点标注示例 -
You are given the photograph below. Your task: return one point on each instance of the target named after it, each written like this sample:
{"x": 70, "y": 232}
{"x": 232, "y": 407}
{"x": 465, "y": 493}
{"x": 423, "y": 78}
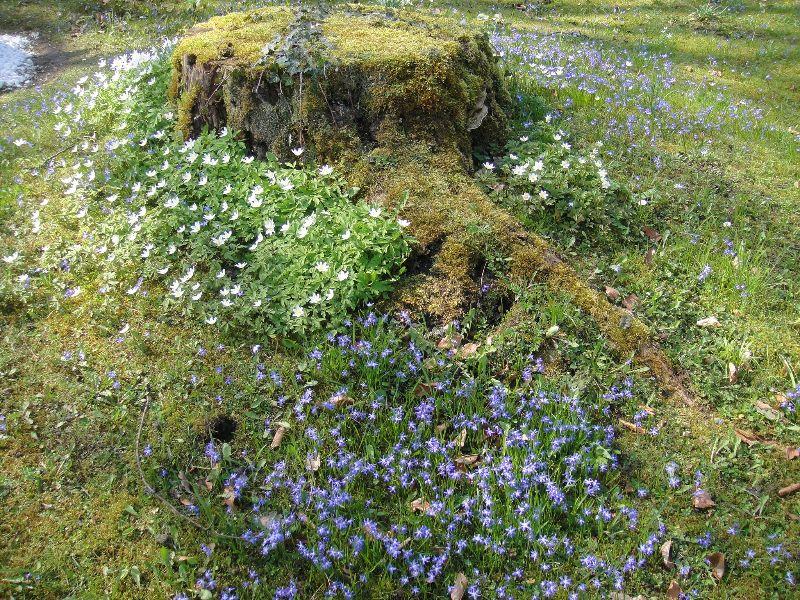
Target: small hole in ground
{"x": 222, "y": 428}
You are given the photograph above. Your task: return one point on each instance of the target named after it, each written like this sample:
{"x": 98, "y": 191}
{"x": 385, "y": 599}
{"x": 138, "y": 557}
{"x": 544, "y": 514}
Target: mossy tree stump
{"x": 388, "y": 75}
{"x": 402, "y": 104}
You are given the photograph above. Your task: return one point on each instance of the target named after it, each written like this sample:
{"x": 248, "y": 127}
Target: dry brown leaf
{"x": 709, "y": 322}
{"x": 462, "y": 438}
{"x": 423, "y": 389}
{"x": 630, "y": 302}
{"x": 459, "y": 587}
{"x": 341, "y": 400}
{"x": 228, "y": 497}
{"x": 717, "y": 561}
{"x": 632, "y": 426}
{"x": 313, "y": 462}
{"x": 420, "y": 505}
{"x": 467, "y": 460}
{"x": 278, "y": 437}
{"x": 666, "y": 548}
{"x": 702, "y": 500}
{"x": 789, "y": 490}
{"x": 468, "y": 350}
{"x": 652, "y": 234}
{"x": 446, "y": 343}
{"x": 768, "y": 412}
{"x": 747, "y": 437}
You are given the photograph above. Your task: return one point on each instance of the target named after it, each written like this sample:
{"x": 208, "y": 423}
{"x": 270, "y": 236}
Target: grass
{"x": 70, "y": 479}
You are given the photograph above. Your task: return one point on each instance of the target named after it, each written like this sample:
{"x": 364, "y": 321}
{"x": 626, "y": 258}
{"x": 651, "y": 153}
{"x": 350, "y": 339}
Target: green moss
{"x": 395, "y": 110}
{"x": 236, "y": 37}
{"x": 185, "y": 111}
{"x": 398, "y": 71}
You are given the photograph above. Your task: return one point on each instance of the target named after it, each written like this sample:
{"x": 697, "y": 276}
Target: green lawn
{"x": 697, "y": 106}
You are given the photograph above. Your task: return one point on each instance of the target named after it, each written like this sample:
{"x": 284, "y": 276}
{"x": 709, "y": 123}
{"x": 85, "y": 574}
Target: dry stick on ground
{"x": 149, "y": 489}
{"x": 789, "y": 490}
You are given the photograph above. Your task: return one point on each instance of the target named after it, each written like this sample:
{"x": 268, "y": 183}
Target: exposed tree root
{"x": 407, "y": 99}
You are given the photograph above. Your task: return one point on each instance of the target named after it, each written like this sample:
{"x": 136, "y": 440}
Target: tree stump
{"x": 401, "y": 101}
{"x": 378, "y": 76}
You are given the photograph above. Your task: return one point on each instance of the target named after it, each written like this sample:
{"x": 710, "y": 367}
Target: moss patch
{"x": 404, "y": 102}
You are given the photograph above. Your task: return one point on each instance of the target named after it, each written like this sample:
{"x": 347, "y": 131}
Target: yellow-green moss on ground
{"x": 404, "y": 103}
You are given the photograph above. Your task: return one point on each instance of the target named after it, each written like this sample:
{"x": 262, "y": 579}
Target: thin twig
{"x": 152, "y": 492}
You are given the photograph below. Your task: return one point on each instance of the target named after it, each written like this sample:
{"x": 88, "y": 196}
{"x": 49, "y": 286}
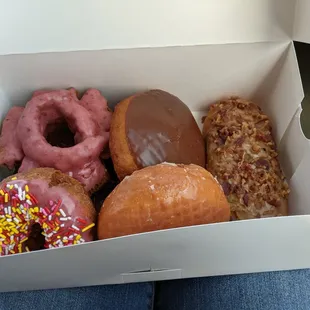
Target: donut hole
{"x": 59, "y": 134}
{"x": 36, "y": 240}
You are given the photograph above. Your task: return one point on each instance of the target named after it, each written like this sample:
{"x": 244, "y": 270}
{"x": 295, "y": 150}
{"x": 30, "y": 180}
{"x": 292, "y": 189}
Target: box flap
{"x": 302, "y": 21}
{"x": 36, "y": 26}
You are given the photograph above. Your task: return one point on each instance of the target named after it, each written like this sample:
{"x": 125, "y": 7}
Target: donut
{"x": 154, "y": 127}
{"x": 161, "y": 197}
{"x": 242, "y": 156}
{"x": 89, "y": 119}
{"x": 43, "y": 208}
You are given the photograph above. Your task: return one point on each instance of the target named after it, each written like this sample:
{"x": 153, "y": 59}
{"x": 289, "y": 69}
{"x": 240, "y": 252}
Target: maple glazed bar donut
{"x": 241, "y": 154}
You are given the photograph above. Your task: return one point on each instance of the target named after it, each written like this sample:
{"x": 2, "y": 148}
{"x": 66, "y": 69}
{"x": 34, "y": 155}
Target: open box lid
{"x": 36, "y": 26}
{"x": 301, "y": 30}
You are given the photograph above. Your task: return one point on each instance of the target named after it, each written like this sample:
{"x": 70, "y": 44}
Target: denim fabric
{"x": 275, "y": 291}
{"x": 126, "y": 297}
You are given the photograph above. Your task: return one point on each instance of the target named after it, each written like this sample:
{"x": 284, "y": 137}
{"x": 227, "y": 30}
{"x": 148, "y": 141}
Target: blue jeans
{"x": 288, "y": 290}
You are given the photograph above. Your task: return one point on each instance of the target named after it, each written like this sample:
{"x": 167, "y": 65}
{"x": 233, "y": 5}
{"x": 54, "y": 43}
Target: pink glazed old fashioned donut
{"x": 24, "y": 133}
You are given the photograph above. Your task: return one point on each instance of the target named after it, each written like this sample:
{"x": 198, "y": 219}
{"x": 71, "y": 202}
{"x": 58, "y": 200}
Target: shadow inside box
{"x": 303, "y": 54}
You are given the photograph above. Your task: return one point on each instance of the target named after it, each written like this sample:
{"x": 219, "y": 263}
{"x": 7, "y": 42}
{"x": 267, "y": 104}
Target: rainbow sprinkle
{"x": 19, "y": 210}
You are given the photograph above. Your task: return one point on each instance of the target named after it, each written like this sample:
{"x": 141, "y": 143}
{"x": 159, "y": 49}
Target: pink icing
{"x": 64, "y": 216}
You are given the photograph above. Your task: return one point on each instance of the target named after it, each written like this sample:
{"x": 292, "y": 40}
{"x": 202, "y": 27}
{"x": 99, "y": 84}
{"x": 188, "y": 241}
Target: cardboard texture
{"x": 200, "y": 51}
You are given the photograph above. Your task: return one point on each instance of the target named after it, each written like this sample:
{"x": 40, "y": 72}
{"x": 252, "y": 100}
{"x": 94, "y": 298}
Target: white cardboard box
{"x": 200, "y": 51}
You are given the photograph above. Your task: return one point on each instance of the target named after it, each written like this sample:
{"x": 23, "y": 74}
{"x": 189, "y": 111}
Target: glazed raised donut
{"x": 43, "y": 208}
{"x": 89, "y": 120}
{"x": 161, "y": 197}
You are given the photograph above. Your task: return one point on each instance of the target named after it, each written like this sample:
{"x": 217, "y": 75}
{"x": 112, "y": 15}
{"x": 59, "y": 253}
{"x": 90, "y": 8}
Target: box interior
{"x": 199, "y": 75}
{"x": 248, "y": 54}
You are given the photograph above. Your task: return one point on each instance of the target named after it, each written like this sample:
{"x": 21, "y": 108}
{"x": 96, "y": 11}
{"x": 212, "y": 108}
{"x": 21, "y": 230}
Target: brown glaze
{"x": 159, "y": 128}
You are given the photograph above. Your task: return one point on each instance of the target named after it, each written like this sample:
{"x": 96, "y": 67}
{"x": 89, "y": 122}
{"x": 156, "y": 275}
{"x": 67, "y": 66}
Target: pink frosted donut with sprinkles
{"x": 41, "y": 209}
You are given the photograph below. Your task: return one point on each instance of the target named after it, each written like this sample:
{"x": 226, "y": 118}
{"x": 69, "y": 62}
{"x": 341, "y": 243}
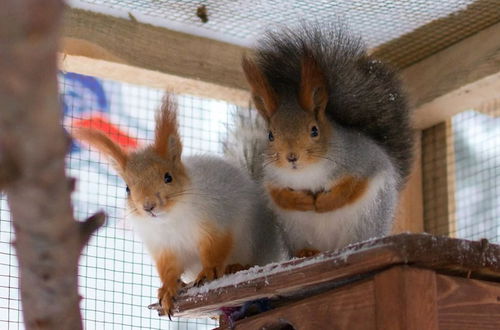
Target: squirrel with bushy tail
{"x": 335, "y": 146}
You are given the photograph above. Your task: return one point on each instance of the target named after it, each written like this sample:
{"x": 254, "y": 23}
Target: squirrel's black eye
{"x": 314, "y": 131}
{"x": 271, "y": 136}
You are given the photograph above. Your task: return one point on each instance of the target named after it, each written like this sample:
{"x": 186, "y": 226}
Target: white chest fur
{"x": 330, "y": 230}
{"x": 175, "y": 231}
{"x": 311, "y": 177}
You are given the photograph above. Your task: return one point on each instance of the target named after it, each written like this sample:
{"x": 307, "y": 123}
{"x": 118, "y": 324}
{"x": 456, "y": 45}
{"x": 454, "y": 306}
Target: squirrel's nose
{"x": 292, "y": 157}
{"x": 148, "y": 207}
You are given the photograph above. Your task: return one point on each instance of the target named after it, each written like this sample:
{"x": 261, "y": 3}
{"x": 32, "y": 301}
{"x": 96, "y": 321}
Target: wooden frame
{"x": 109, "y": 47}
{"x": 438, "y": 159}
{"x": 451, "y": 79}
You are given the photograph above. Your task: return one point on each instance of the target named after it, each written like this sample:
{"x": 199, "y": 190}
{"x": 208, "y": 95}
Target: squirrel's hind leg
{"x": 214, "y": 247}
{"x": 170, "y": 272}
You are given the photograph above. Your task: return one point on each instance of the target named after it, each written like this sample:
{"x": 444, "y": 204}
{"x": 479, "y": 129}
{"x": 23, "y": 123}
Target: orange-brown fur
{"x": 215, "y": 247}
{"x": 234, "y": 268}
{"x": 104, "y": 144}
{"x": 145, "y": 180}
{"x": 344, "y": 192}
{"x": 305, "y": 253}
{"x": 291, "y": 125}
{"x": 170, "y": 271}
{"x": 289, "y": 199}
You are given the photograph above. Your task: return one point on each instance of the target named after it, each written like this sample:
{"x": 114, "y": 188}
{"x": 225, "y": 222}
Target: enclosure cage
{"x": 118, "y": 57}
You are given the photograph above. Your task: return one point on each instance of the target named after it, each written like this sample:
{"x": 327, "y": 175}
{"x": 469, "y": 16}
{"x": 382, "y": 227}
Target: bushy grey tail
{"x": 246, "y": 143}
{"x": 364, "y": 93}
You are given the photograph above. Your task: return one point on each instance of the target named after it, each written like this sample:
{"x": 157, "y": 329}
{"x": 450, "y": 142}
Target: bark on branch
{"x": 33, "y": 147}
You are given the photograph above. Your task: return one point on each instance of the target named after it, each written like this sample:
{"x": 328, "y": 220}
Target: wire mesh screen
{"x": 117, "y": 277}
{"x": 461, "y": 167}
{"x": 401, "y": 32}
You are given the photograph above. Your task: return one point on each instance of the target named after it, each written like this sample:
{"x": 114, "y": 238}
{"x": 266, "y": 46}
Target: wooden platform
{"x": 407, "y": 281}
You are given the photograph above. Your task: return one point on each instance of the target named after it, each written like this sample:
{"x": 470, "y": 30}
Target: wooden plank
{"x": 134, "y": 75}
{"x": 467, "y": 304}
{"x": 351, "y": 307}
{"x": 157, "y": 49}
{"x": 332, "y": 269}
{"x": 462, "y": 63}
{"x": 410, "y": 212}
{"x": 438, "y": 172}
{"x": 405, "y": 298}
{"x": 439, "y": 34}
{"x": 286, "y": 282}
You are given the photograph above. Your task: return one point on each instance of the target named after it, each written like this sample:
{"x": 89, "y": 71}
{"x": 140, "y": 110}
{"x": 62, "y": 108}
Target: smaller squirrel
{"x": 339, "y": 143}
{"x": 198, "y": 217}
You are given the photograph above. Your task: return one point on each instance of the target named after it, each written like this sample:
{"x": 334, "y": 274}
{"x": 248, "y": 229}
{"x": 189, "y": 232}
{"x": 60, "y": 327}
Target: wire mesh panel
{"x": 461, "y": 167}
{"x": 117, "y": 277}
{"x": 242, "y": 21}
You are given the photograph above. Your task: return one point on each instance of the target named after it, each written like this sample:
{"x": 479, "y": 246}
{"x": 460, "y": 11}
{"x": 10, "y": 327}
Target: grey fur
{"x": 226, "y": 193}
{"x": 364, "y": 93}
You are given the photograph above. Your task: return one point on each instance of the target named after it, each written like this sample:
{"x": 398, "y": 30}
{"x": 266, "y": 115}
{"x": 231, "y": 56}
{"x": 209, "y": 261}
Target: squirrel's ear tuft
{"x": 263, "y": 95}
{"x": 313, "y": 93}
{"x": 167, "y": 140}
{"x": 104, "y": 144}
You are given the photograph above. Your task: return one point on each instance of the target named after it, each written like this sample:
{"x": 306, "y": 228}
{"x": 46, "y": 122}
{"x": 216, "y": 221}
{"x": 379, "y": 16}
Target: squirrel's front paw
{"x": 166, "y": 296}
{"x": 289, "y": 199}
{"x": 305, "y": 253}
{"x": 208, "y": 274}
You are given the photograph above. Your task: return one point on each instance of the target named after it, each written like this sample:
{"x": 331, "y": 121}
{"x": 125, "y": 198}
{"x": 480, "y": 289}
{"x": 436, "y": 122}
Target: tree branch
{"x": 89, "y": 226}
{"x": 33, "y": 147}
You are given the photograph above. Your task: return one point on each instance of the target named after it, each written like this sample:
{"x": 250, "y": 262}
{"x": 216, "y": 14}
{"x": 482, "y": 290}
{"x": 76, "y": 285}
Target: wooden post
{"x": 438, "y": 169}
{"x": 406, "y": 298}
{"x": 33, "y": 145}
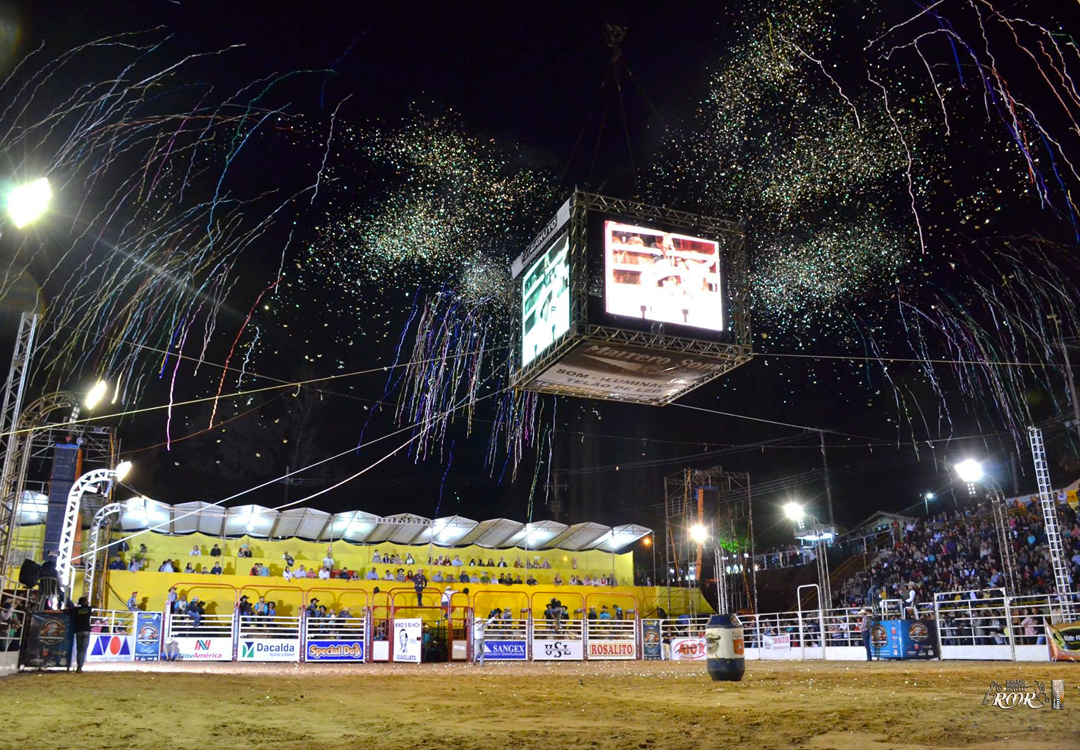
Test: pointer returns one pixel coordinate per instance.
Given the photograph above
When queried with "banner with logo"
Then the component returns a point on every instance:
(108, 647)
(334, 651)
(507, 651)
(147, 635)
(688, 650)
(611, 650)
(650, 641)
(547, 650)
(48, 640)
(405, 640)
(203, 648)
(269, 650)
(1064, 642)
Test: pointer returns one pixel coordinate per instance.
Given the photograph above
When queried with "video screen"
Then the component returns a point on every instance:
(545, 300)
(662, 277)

待完成 - 给出上方所有含有字符串"glazed"的行，每行完整照抄。匹配时区分大小写。

书面解答 -
Target: maple glazed bar donut
Target: pink glazed old fashioned donut
Target: glazed raised donut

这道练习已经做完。